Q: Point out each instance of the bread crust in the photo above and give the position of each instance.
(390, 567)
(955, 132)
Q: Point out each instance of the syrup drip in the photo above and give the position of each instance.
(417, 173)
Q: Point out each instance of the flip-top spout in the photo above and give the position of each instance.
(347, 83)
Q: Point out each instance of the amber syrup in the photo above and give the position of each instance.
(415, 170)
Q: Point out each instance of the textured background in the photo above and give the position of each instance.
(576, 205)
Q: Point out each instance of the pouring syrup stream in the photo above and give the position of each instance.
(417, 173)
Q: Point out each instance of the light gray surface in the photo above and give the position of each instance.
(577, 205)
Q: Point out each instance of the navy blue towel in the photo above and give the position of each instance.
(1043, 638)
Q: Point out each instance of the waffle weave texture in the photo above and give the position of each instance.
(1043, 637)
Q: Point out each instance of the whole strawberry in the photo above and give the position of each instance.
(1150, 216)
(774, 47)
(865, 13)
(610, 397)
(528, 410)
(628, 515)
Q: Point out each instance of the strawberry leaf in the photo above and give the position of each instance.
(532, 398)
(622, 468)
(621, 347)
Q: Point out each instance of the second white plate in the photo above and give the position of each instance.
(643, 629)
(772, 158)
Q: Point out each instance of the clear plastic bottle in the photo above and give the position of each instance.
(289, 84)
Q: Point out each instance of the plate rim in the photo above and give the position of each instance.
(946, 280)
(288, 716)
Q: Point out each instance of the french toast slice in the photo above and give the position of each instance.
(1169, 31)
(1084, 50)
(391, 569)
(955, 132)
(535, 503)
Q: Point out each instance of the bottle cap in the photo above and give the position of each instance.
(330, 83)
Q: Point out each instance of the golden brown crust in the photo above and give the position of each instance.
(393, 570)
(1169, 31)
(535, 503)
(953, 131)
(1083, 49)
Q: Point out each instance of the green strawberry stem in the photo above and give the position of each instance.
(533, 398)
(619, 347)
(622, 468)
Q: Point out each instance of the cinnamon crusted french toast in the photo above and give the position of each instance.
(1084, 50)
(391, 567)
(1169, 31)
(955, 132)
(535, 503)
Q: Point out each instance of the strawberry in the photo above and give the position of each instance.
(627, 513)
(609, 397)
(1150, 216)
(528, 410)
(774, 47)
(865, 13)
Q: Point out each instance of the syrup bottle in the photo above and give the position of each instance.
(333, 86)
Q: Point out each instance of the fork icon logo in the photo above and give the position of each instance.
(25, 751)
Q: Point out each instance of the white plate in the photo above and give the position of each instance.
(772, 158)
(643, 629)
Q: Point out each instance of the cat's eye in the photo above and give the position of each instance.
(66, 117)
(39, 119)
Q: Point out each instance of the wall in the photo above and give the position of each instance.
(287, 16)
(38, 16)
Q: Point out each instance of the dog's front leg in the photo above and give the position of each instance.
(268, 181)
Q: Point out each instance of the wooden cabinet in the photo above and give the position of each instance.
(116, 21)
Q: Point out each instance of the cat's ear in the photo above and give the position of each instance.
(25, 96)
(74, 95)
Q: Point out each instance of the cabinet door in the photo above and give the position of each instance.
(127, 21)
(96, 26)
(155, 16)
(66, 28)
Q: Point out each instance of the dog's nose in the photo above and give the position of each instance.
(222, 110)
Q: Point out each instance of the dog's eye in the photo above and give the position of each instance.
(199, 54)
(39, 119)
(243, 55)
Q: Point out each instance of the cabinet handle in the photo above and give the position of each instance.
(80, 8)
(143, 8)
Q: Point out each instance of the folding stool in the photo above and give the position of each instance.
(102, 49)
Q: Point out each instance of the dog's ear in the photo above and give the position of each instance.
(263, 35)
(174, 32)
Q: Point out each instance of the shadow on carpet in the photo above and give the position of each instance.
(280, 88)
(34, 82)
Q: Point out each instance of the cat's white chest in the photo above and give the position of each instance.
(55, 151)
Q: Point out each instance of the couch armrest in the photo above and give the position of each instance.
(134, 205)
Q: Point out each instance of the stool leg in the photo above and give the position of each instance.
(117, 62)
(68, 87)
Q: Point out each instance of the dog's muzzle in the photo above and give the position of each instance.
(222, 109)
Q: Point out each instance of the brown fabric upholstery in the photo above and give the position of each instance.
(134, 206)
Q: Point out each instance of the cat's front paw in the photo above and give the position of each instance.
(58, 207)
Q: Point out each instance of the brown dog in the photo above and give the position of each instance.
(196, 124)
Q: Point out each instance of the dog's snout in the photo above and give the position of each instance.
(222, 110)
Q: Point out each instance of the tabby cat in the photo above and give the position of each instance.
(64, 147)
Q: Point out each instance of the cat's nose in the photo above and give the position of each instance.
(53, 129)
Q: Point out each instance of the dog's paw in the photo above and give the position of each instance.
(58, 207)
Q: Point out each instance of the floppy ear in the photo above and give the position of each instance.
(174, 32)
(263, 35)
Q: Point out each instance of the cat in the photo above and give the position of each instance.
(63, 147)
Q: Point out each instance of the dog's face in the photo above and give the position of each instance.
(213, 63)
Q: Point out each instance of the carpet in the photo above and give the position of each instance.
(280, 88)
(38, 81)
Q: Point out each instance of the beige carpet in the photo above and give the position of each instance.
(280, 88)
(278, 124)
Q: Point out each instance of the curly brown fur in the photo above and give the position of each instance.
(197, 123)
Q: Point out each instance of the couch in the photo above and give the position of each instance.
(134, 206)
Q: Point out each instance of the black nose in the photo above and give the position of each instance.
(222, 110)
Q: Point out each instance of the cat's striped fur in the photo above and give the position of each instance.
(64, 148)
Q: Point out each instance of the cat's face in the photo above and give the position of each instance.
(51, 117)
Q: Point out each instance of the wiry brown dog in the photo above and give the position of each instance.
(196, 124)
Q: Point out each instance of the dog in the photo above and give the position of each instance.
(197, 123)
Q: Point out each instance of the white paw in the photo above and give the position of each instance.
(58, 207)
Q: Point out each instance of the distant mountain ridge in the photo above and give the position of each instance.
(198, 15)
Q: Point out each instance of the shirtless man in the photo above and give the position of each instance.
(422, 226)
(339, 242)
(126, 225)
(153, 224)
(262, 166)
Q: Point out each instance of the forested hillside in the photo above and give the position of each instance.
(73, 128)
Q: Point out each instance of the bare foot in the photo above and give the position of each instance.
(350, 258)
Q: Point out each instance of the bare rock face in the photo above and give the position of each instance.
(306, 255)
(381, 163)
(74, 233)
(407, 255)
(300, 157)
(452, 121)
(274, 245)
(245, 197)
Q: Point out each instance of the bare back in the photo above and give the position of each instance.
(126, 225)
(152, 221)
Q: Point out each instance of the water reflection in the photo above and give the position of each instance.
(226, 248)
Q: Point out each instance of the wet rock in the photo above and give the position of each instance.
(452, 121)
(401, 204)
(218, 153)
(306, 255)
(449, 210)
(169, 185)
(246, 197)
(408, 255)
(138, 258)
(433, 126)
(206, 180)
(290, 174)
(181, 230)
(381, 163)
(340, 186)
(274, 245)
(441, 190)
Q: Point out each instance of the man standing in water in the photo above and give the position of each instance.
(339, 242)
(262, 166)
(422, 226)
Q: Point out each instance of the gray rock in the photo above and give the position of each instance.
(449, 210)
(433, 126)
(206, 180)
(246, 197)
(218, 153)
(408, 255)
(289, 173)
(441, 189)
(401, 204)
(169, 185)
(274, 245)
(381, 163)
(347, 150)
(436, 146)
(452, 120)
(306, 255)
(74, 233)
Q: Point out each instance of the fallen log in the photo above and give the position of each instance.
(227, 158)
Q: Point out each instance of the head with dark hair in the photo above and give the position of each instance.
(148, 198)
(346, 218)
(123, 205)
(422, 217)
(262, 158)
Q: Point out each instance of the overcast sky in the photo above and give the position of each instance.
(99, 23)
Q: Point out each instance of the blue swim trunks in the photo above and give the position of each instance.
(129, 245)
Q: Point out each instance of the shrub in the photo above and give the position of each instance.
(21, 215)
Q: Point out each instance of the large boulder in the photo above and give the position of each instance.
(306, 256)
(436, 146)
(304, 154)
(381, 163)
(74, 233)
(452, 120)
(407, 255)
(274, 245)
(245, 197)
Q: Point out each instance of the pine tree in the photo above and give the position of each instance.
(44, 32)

* [Task] Give the part of the items from the line containing "Q: Point out each instance of the wet" through the last line of the items as a JSON list of strings, one string per line, with blank lines left out.

* [Answer to the problem]
[
  "Q: Point out each instance of the wet rock in the photo above and give the position of each instance.",
  "(452, 121)",
  "(401, 204)",
  "(218, 153)",
  "(306, 255)",
  "(449, 210)",
  "(169, 185)",
  "(246, 197)",
  "(408, 255)",
  "(138, 258)",
  "(433, 126)",
  "(206, 180)",
  "(290, 174)",
  "(181, 230)",
  "(381, 163)",
  "(340, 186)",
  "(274, 245)",
  "(441, 190)",
  "Q: Point out each instance of the man standing in water in the photo above and give the position of each instance.",
  "(339, 242)",
  "(262, 166)",
  "(422, 226)",
  "Q: Point out each instance of the gray rock in the photo above and give the position of each instance.",
  "(449, 210)",
  "(433, 126)",
  "(206, 180)",
  "(246, 197)",
  "(218, 153)",
  "(408, 255)",
  "(289, 173)",
  "(441, 189)",
  "(401, 204)",
  "(169, 185)",
  "(274, 245)",
  "(381, 163)",
  "(347, 150)",
  "(436, 146)",
  "(452, 120)",
  "(306, 255)",
  "(74, 233)",
  "Q: Point out each instance of the fallen log in the photo above and give the position of each instance.",
  "(227, 158)",
  "Q: Point out each instance of the head with dark hair in the photo above and give the position of each instance.",
  "(148, 198)",
  "(346, 218)",
  "(123, 205)",
  "(422, 217)",
  "(262, 158)",
  "Q: Point out each instance of the overcast sky in the photo above and give the position of each instance.",
  "(99, 23)",
  "Q: Point out each instance of the blue swim trunks in the photo above and give the position of each instance.",
  "(129, 245)",
  "Q: Point out each instance of the shrub in the photo above and give the position of each instance.",
  "(21, 215)",
  "Q: Point out each instance of the large boulder in the photo above and give the position of each instance.",
  "(306, 256)",
  "(436, 146)",
  "(304, 154)",
  "(381, 163)",
  "(74, 233)",
  "(452, 120)",
  "(407, 255)",
  "(274, 245)",
  "(245, 197)",
  "Q: Point out each instance of the pine tree in the photo above and give the position of each instance.",
  "(44, 32)"
]